Your objective
Output every line below exactly.

Data

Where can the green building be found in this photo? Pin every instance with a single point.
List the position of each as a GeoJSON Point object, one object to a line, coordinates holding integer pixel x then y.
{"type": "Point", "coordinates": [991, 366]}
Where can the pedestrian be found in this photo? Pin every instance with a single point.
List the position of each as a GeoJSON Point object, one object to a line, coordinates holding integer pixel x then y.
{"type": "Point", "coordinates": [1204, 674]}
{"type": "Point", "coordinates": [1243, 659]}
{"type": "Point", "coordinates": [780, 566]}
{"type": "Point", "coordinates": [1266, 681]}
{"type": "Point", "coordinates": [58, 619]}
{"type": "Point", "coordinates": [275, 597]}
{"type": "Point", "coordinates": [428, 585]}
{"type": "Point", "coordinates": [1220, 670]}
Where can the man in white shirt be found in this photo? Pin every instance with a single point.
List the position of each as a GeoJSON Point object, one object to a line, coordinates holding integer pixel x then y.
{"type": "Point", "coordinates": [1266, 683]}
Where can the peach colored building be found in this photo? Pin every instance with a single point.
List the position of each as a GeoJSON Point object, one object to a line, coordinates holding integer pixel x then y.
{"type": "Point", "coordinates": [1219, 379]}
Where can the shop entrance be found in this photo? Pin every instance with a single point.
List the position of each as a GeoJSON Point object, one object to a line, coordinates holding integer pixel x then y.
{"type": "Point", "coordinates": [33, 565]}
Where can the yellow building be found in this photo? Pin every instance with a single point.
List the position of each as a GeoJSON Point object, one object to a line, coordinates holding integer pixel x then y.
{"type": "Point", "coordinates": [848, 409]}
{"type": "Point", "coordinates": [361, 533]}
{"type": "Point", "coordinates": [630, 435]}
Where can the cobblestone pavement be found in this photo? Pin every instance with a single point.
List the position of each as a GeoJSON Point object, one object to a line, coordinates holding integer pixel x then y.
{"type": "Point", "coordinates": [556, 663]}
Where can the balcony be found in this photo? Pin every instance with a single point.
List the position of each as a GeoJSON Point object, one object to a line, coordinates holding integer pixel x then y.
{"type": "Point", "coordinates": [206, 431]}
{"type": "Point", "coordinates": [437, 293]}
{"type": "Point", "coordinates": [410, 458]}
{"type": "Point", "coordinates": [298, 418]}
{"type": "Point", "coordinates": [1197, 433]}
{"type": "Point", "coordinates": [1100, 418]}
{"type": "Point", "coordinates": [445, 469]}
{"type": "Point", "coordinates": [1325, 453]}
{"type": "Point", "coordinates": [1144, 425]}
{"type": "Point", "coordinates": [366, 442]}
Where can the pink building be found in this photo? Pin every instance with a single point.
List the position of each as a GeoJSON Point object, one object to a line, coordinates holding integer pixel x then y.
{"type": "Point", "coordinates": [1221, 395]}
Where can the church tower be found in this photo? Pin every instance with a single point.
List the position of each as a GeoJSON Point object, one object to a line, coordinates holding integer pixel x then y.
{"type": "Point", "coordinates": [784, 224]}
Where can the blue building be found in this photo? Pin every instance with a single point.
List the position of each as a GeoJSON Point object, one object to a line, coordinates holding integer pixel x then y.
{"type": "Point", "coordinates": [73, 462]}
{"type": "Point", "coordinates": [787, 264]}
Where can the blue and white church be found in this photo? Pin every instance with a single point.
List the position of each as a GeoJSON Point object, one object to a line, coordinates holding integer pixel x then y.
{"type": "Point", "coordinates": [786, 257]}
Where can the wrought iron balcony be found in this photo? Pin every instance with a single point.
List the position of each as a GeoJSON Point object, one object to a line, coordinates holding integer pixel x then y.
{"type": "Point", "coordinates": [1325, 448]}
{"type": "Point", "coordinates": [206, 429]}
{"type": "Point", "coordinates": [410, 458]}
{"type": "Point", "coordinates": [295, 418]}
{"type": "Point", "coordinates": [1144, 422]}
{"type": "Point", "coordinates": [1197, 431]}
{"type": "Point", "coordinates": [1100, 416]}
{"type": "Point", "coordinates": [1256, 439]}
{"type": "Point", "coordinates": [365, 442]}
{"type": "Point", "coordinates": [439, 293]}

Correct response
Where can the green building be found in this photo? Pin every instance with a single point.
List the position of each as a GeoJSON Point object, one object to a line, coordinates holding integer pixel x then y.
{"type": "Point", "coordinates": [991, 366]}
Where can the pedestrian be found in this photo? Pin every instance with a single point.
List the position of each as a GeoJSON Point object, one object to a line, coordinates holding integer pixel x then y.
{"type": "Point", "coordinates": [1204, 674]}
{"type": "Point", "coordinates": [1243, 659]}
{"type": "Point", "coordinates": [780, 566]}
{"type": "Point", "coordinates": [1266, 681]}
{"type": "Point", "coordinates": [58, 619]}
{"type": "Point", "coordinates": [275, 597]}
{"type": "Point", "coordinates": [428, 585]}
{"type": "Point", "coordinates": [1220, 670]}
Where can the man in white shirt be found in this photo? Pin every instance with a single point.
List the position of each as a GeoJSON Point object, one object to a line, coordinates holding integer pixel x then y.
{"type": "Point", "coordinates": [1266, 683]}
Where can the peach colored building be found in this photo? Pin every instance with a single point.
List the position of each as a GeoJSON Point object, one object to a line, coordinates holding integer pixel x then y.
{"type": "Point", "coordinates": [1219, 379]}
Where can the shop entrance be found in this photo? Pin every instance with a single point.
List the position of each as a GeoJSON Point object, one object to a line, coordinates holding integer pixel x then y.
{"type": "Point", "coordinates": [33, 565]}
Where can the yellow building be found in this photo? Pin every instance with a single point.
List the position of each as a GeoJSON Point object, one object to a line, coordinates holding integer pixel x then y.
{"type": "Point", "coordinates": [848, 409]}
{"type": "Point", "coordinates": [361, 533]}
{"type": "Point", "coordinates": [630, 435]}
Where can the cobblestone pavement be found in this photo? Pin every instance with a single point.
List the position of each as a GeoJSON Point object, one object to a line, coordinates holding integer pixel x then y.
{"type": "Point", "coordinates": [556, 663]}
Where can the balcony be found in this photo? Pin every instance with a single point.
List the position of each as a GeoJSON Point object, one object to a line, coordinates holding integer pixel x then y.
{"type": "Point", "coordinates": [206, 431]}
{"type": "Point", "coordinates": [437, 293]}
{"type": "Point", "coordinates": [410, 458]}
{"type": "Point", "coordinates": [298, 418]}
{"type": "Point", "coordinates": [1197, 433]}
{"type": "Point", "coordinates": [1100, 418]}
{"type": "Point", "coordinates": [445, 469]}
{"type": "Point", "coordinates": [1325, 453]}
{"type": "Point", "coordinates": [1144, 425]}
{"type": "Point", "coordinates": [366, 442]}
Where can the pink building be found in this photo? Pin every instance with a single point.
List the position of each as a GeoJSON Point object, one object to a line, coordinates holding integer pixel x then y.
{"type": "Point", "coordinates": [1221, 395]}
Where can the church tower be found in this photo? Pin every instance with a single point.
List the position of each as a GeoJSON Point object, one object to a line, coordinates holding integer pixel x then y.
{"type": "Point", "coordinates": [784, 224]}
Where can the blue building be found in this photo? Pin every instance with a single point.
List the position of each as a GeoJSON Point object, one object to a line, coordinates holding integer pixel x then y.
{"type": "Point", "coordinates": [73, 462]}
{"type": "Point", "coordinates": [787, 264]}
Where can the blue and white church be found in this photo? Pin every instance with a single point.
List the position of each as a GeoJSON Point object, one object to a line, coordinates holding integer pixel x then y.
{"type": "Point", "coordinates": [786, 257]}
Where can the wrought iron balcony be found in this photo? Pin every instance with a single point.
List the position of each as a GeoJSON Point object, one object to a line, coordinates holding integer pixel x then y.
{"type": "Point", "coordinates": [1325, 448]}
{"type": "Point", "coordinates": [206, 429]}
{"type": "Point", "coordinates": [410, 458]}
{"type": "Point", "coordinates": [295, 418]}
{"type": "Point", "coordinates": [1144, 422]}
{"type": "Point", "coordinates": [1197, 431]}
{"type": "Point", "coordinates": [1100, 416]}
{"type": "Point", "coordinates": [1256, 439]}
{"type": "Point", "coordinates": [365, 442]}
{"type": "Point", "coordinates": [439, 293]}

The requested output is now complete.